(Page excerpt begins)

For each extraction lab (top panel) and kit manufacturer (bottom panel), log10(p-values) from a paired t-test for no difference between shipped and locally extracted DNA. Different colors represent results from different phyla as indicated in the figure legend. Bioinformatics pipelines agreed closely at the phylum level, leading to clusters of near-identical points for each color. When kits from certain manufacturers (such as MO-BIO and Omega biotek) were used by the locally extracting lab, there was good agreement with the shipped DNA (which was extracted with a MO-Bio kit). However, for other kits, there were substantial differences in the relative abundance calls at the phylum level, producing small p-values.

Supplementary Figure 10 Taxonomic profiles of positive-control and negative-control samples stratified by extraction, handling lab, and bioinformatics.

Average relative abundance profiles for A) fecal and B) oral artificial communities (see Supplementary Table 1) and C) buffer blank sample profiles stratified by extraction location (super-row), handling lab (super-column), and bioinformatics lab (column). Only taxa (rows) achieving at least 0.1% relative abundance in at least one sample are shown; combinations for which no data were provided are gray.

Supplementary Figure 11 Alpha diversity of gut- and oral-derived artificial communities and negative-control blanks as stratified by handling and bioinformatics laboratories.

Rarefaction curves for mean number of OTUs as a function of rarefaction depth for the fecal (A-B) and oral (C-D) artificial communities and for negative control blanks (E-F). Means and standard error for a minimum of 5 samples are shown for different bioinformatic pipelines (average across handling labs; A, C, E) or for different handling labs (averaging across bioinformatics; B, D, F). Target values are 20 for fecal and 22 for oral artificial communities, respectively.

Supplementary Figure 12 Correlation between taxonomic profiles from whole metagenome shotgun (WMS) and 16S amplicon sequence data on stool and oral artificial communities.

Relative abundances calculated from WMS (horizontal) and 16S rRNA gene (vertical) artificial community sequence data for 17 and 19 species, from gut and oral artificial communities, which were identifiable from both sequence sets. Each point represents the species relative abundance interquartile ranges (IQRs) for WMS and 16S; the IQRs intersect at respective median values. Spearman rho correlation coefficients are shown in the top left of each plot. The dashed diagonal line represents the diagonal. Data are summarized from 43, 36, 43, and 40 artificial community 16S amplicon samples for gut centrally and locally, and oral centrally and locally extracted DNA samples, respectively; twelve WMS samples, three in each respective group, were summarized in each subplot.

Supplementary Figure 13 Mismatched raw reads in artificial communities account for ˜30% of sequences and vary by handling laboratory.

A) Fecal and B) oral artificial community fractions of reads exactly matching one of the 20 or 22 reference 16S rRNA gene sequences, respectively. Each bar represents one sample, with copy numbers varying depending on the data deposited and the number of sample sets handled. C) Fecal and D) oral per-nucleotide error rates estimated based on reads containing exactly one mismatch to reference 16S rRNA gene sequences. E) Fecal and F) oral reads identical to references but offset by either one or two nucleotides. G) Fecal and H) oral reads containing chimeric sequences from two known community members (as determined by exhaustive search of all reference pairs).

(Page excerpt ends)

**Work required:**
Summarize the supplementary figure legends above in two sentences.

(Recorded information begins)

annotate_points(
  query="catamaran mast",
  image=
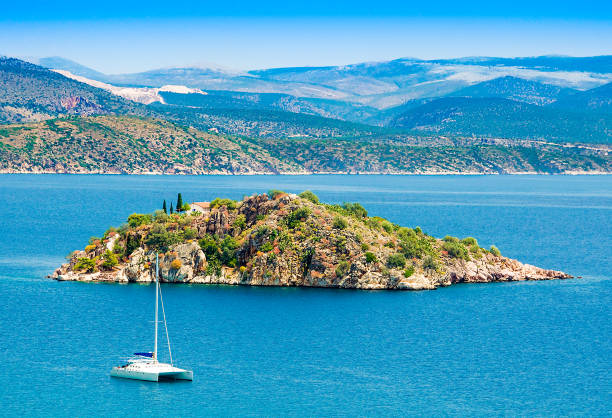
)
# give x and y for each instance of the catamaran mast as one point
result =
(156, 297)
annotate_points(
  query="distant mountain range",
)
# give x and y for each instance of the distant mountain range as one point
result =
(377, 84)
(489, 115)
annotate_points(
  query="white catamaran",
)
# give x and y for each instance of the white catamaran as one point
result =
(145, 366)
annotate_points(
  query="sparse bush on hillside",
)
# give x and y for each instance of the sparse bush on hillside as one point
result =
(297, 216)
(355, 209)
(118, 249)
(110, 260)
(469, 241)
(343, 268)
(86, 265)
(308, 195)
(387, 226)
(456, 250)
(493, 250)
(137, 219)
(414, 245)
(161, 216)
(189, 233)
(370, 257)
(160, 239)
(396, 261)
(240, 222)
(231, 204)
(429, 263)
(176, 264)
(273, 193)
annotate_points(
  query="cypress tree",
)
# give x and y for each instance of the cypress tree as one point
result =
(179, 203)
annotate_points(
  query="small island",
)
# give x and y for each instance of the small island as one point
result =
(281, 239)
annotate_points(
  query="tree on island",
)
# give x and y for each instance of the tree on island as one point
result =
(179, 203)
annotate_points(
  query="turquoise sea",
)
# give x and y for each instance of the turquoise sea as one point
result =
(528, 348)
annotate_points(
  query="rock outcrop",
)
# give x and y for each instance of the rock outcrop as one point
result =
(289, 241)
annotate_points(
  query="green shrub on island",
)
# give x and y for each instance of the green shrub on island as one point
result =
(160, 216)
(219, 252)
(229, 203)
(387, 226)
(110, 260)
(339, 223)
(160, 239)
(355, 209)
(429, 263)
(414, 245)
(409, 271)
(396, 261)
(240, 222)
(273, 193)
(179, 203)
(189, 233)
(343, 268)
(455, 249)
(297, 216)
(86, 265)
(131, 243)
(308, 195)
(118, 249)
(469, 241)
(137, 219)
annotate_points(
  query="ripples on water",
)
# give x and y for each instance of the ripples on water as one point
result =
(512, 348)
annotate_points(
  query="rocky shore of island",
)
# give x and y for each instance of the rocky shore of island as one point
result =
(280, 239)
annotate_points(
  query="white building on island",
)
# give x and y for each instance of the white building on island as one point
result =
(201, 207)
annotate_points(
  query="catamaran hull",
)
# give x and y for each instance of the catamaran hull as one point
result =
(151, 376)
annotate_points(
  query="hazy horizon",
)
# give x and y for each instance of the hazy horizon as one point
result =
(135, 36)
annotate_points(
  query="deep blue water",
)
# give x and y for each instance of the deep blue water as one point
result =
(536, 348)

(Recorded information ends)

**Solved exercise:**
When shipped DNA was compared with locally extracted DNA, kits from manufacturers such as MO-BIO and Omega biotek agreed well with the shipped DNA, but other kits gave substantial differences in phylum-level relative abundance. The legends also present taxonomic profiles and rarefaction-based alpha diversity for fecal and oral artificial communities and buffer blanks, a correlation between whole metagenome shotgun and 16S amplicon relative abundances, and analyses of mismatched, offset, and chimeric reads that vary by handling laboratory.